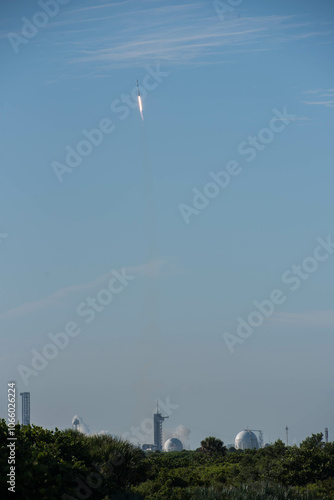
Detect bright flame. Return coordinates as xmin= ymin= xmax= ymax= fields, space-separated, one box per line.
xmin=138 ymin=95 xmax=144 ymax=120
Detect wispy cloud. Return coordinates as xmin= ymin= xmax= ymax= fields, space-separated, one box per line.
xmin=22 ymin=0 xmax=329 ymax=71
xmin=0 ymin=259 xmax=181 ymax=319
xmin=271 ymin=311 xmax=334 ymax=328
xmin=302 ymin=89 xmax=334 ymax=108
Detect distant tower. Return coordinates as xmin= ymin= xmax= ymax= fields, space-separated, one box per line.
xmin=250 ymin=429 xmax=263 ymax=448
xmin=20 ymin=392 xmax=30 ymax=425
xmin=72 ymin=416 xmax=80 ymax=431
xmin=153 ymin=401 xmax=169 ymax=451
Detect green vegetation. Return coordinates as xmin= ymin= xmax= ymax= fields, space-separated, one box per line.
xmin=0 ymin=420 xmax=334 ymax=500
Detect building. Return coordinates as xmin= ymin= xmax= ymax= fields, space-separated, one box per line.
xmin=153 ymin=404 xmax=169 ymax=451
xmin=235 ymin=429 xmax=259 ymax=450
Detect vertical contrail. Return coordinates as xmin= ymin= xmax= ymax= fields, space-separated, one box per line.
xmin=135 ymin=81 xmax=161 ymax=428
xmin=137 ymin=80 xmax=144 ymax=121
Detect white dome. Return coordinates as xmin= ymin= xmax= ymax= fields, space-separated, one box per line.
xmin=235 ymin=429 xmax=259 ymax=450
xmin=164 ymin=438 xmax=183 ymax=451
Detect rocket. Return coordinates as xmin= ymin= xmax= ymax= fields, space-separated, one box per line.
xmin=137 ymin=80 xmax=144 ymax=121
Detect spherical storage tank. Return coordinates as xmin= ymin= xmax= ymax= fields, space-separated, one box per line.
xmin=235 ymin=429 xmax=259 ymax=450
xmin=164 ymin=438 xmax=183 ymax=451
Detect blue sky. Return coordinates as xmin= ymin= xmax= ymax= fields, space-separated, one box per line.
xmin=0 ymin=0 xmax=334 ymax=447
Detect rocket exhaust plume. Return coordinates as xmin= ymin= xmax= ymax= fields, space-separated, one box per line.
xmin=137 ymin=80 xmax=144 ymax=121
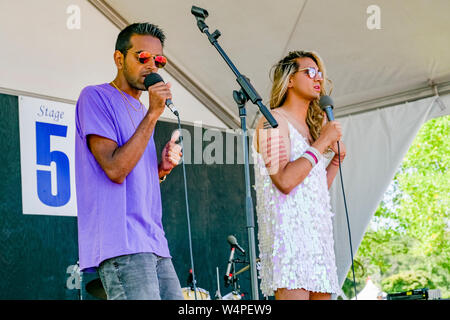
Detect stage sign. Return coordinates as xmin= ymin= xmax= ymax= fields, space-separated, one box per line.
xmin=19 ymin=96 xmax=77 ymax=216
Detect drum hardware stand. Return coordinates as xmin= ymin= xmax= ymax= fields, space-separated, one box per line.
xmin=191 ymin=6 xmax=278 ymax=300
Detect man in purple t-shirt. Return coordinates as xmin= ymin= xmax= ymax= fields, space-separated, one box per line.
xmin=75 ymin=23 xmax=183 ymax=300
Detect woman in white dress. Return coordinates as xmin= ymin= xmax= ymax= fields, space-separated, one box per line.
xmin=254 ymin=51 xmax=346 ymax=300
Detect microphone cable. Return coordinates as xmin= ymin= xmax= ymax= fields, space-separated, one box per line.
xmin=337 ymin=141 xmax=358 ymax=300
xmin=174 ymin=112 xmax=197 ymax=300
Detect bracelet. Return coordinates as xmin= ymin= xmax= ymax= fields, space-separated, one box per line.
xmin=306 ymin=146 xmax=322 ymax=162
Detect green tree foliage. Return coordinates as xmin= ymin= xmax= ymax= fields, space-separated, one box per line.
xmin=343 ymin=116 xmax=450 ymax=298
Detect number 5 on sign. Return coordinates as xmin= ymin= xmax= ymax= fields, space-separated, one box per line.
xmin=19 ymin=97 xmax=77 ymax=216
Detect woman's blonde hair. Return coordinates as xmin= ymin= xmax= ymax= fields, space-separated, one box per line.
xmin=270 ymin=51 xmax=331 ymax=141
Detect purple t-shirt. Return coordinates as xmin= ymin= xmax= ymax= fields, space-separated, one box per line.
xmin=75 ymin=83 xmax=170 ymax=271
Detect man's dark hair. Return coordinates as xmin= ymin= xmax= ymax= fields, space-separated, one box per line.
xmin=116 ymin=22 xmax=166 ymax=56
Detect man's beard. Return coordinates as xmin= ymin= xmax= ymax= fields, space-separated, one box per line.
xmin=123 ymin=64 xmax=146 ymax=91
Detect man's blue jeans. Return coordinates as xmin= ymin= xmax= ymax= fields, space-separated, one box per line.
xmin=97 ymin=253 xmax=184 ymax=300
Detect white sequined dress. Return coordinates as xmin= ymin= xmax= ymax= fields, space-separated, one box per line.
xmin=253 ymin=123 xmax=342 ymax=296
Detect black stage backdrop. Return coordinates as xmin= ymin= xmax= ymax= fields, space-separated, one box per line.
xmin=0 ymin=94 xmax=258 ymax=300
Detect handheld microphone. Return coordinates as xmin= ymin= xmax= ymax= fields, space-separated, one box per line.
xmin=227 ymin=235 xmax=245 ymax=254
xmin=319 ymin=96 xmax=334 ymax=121
xmin=224 ymin=247 xmax=236 ymax=287
xmin=144 ymin=73 xmax=179 ymax=117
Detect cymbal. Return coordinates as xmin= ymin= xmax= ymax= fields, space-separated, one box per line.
xmin=86 ymin=278 xmax=107 ymax=300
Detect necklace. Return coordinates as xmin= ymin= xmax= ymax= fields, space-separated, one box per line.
xmin=111 ymin=81 xmax=144 ymax=130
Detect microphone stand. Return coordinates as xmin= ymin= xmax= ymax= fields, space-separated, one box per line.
xmin=191 ymin=6 xmax=278 ymax=300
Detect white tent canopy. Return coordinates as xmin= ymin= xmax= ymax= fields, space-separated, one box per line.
xmin=0 ymin=0 xmax=450 ymax=298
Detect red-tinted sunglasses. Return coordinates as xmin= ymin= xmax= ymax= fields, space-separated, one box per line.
xmin=133 ymin=51 xmax=167 ymax=69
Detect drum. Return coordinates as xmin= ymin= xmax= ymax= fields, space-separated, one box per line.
xmin=181 ymin=287 xmax=211 ymax=300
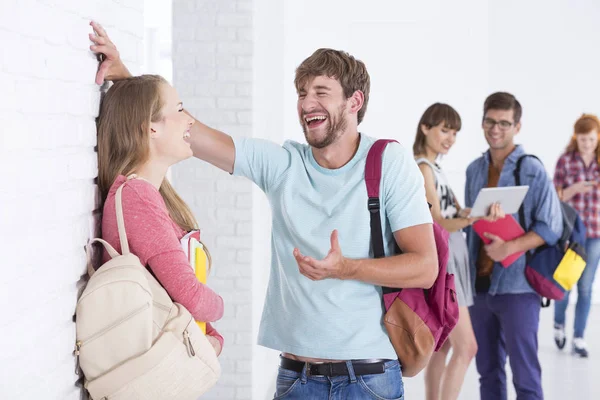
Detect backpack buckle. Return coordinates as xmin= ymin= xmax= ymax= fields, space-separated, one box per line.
xmin=367 ymin=197 xmax=380 ymax=214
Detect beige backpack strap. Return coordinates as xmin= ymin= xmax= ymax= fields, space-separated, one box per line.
xmin=115 ymin=183 xmax=129 ymax=255
xmin=85 ymin=239 xmax=120 ymax=276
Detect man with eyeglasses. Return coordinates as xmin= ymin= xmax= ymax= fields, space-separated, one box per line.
xmin=465 ymin=92 xmax=562 ymax=400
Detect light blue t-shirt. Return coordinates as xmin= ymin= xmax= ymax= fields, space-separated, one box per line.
xmin=234 ymin=135 xmax=432 ymax=360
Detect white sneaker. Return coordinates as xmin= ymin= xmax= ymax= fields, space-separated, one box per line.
xmin=554 ymin=324 xmax=567 ymax=350
xmin=573 ymin=338 xmax=589 ymax=358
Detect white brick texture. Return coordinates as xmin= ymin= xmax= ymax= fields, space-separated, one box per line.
xmin=0 ymin=0 xmax=143 ymax=400
xmin=173 ymin=0 xmax=255 ymax=400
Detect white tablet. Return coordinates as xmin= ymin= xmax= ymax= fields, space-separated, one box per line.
xmin=470 ymin=185 xmax=529 ymax=217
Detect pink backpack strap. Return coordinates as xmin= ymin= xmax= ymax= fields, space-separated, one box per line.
xmin=365 ymin=139 xmax=397 ymax=268
xmin=365 ymin=139 xmax=398 ymax=200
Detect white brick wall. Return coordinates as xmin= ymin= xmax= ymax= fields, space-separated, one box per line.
xmin=0 ymin=0 xmax=143 ymax=400
xmin=173 ymin=0 xmax=253 ymax=400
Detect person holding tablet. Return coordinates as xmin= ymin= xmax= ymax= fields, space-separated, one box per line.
xmin=465 ymin=92 xmax=562 ymax=400
xmin=413 ymin=103 xmax=477 ymax=400
xmin=554 ymin=114 xmax=600 ymax=357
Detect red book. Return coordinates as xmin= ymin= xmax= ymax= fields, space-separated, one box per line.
xmin=473 ymin=215 xmax=525 ymax=268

* * * * * * * * *

> **Task instructions**
Reproduce the records from the line with "Detect woman's blonde" up to and including the line with "xmin=133 ymin=51 xmax=167 ymax=69", switching every "microphone" to "mic" and leaving everything else unchanged.

> **Solution**
Detect woman's blonde hair. Return coordinates as xmin= ymin= xmax= ymax= fields, space-separated, one box per line.
xmin=270 ymin=51 xmax=331 ymax=141
Detect purple t-shirt. Return coordinates as xmin= ymin= xmax= ymax= fields, space-separated, one box per line.
xmin=75 ymin=83 xmax=170 ymax=271
Detect man's dark hair. Return coordinates as xmin= ymin= xmax= ymax= fields, space-separated, one box per line.
xmin=116 ymin=22 xmax=166 ymax=56
Detect man's beard. Return coordinates as xmin= ymin= xmax= ymax= fields, space-separated, one box per line.
xmin=123 ymin=64 xmax=146 ymax=91
Detect man's blue jeans. Return coordinates as xmin= ymin= xmax= ymax= fields, space-separated, one box per line.
xmin=97 ymin=253 xmax=184 ymax=300
Detect white sequined dress. Return coordinates as xmin= ymin= xmax= ymax= fields, space-separated, one box per line.
xmin=253 ymin=123 xmax=342 ymax=296
Detect black stage backdrop. Return coordinates as xmin= ymin= xmax= ymax= fields, space-separated, one box per line.
xmin=0 ymin=94 xmax=258 ymax=300
Detect handheld mic. Return coordinates as xmin= ymin= xmax= ymax= fields, space-separated, one box per line.
xmin=227 ymin=235 xmax=245 ymax=254
xmin=319 ymin=96 xmax=334 ymax=121
xmin=224 ymin=247 xmax=236 ymax=287
xmin=144 ymin=73 xmax=179 ymax=117
Detect cymbal. Return coordinates as xmin= ymin= xmax= ymax= fields, space-separated, one box per line.
xmin=86 ymin=278 xmax=107 ymax=300
Detect necklace. Return coordinates as xmin= ymin= xmax= ymax= fields, space-separated, one box per line.
xmin=111 ymin=81 xmax=144 ymax=130
Detect mic stand. Return coordinates as xmin= ymin= xmax= ymax= fields, space-separated, one box per line.
xmin=191 ymin=6 xmax=278 ymax=300
Detect white tent canopy. Return coordinates as xmin= ymin= xmax= ymax= fields, space-separated, one box per line.
xmin=0 ymin=0 xmax=450 ymax=298
Detect red-tinted sunglasses. Return coordinates as xmin= ymin= xmax= ymax= fields, space-separated, one box per line.
xmin=133 ymin=51 xmax=167 ymax=69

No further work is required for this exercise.